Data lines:
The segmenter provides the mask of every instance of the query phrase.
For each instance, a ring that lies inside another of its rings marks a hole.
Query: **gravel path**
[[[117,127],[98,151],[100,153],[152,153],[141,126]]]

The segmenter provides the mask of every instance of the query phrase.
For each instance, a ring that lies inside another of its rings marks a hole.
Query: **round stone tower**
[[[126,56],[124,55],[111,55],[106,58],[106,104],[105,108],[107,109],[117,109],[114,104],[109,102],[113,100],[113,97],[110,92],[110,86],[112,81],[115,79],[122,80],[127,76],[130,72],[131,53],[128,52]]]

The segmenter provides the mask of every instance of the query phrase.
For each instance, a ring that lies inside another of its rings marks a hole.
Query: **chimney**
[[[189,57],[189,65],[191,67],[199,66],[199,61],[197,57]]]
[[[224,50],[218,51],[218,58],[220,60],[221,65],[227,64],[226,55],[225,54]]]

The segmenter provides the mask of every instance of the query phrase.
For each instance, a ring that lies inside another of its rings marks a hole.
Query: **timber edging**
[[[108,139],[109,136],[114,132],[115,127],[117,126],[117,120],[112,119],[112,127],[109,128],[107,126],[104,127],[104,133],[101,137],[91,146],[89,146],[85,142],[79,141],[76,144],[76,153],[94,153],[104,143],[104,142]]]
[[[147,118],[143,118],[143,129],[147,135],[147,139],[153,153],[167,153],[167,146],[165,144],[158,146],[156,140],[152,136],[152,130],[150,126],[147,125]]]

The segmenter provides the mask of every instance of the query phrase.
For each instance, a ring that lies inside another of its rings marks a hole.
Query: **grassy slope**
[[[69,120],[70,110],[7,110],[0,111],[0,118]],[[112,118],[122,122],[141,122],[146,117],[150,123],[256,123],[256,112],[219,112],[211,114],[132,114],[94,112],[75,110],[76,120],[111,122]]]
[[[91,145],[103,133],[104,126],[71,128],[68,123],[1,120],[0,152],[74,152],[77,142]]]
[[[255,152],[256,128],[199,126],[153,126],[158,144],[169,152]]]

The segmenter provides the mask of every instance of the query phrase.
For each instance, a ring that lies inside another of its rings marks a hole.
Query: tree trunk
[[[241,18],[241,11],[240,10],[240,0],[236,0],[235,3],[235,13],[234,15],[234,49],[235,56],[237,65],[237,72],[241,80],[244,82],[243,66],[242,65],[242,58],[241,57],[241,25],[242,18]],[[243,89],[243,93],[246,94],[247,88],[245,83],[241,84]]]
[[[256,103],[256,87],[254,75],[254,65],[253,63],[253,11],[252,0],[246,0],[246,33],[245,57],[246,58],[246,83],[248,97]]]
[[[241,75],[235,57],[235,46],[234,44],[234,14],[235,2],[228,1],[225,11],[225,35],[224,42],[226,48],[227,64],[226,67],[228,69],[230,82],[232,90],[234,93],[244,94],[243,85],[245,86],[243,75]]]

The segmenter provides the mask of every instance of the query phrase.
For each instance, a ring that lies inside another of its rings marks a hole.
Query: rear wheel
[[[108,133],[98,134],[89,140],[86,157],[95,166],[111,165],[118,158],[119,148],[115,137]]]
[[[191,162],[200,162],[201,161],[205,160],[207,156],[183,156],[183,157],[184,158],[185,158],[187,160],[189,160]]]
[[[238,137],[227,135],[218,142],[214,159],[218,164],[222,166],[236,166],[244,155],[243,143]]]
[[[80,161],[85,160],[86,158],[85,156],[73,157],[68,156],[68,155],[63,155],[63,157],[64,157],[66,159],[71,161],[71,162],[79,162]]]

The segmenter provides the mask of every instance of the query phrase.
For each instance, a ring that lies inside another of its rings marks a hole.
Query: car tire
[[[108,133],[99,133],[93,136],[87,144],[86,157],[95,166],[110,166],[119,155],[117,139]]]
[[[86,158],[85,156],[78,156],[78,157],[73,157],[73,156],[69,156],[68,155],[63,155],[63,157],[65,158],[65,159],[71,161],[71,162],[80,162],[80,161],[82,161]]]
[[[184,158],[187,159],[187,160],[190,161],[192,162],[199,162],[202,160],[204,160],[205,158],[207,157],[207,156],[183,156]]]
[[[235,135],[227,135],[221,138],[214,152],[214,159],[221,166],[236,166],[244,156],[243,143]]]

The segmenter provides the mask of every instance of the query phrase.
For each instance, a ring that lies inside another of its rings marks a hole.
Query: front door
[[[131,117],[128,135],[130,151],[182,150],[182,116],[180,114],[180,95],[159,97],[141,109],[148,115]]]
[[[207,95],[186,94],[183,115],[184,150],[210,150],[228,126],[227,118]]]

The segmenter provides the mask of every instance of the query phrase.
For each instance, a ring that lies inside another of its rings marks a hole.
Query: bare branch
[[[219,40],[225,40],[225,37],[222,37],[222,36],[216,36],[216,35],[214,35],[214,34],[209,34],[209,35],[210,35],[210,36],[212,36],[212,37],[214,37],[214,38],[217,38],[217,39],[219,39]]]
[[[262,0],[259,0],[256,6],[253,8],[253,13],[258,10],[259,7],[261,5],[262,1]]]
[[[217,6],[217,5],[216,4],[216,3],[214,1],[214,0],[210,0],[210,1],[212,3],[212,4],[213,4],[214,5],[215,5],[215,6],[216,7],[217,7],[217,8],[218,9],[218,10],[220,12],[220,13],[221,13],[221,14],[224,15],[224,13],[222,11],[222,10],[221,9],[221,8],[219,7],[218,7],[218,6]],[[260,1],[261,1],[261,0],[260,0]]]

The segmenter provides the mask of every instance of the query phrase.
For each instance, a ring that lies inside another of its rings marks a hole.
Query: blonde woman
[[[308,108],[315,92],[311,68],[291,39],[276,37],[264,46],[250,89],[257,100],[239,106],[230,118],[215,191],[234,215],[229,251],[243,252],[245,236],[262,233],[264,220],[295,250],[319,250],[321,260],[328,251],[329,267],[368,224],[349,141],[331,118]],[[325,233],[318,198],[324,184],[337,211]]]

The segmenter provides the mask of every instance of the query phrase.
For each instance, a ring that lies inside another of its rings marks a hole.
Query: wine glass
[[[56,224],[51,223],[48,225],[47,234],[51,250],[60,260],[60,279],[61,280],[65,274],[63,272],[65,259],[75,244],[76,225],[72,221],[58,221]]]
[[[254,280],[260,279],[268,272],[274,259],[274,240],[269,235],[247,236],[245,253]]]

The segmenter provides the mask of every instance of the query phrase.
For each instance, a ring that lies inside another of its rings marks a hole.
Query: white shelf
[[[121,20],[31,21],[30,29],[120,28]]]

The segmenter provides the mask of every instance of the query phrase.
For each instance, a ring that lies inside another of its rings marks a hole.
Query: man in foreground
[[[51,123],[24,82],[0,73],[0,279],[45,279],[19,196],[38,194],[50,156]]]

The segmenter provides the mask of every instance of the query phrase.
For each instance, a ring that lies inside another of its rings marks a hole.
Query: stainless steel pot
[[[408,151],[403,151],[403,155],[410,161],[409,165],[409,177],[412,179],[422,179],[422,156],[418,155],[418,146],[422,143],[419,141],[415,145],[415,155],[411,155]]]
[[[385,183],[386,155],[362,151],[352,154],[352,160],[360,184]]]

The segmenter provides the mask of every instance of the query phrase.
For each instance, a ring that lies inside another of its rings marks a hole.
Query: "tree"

Exercise objective:
Format the material as a numbered list, starting at its first line and ending at the line that contains "[[[117,127],[98,151],[100,153],[152,153],[141,126]]]". Leave out any blank lines.

Task output:
1. The segmenter provides the mask of every instance of the query phrase.
2. For each instance, a ring that lies inside another of its rings marks a hole.
3. Query: **gravel path**
4. [[[117,127],[98,151],[100,153],[152,153],[141,126]]]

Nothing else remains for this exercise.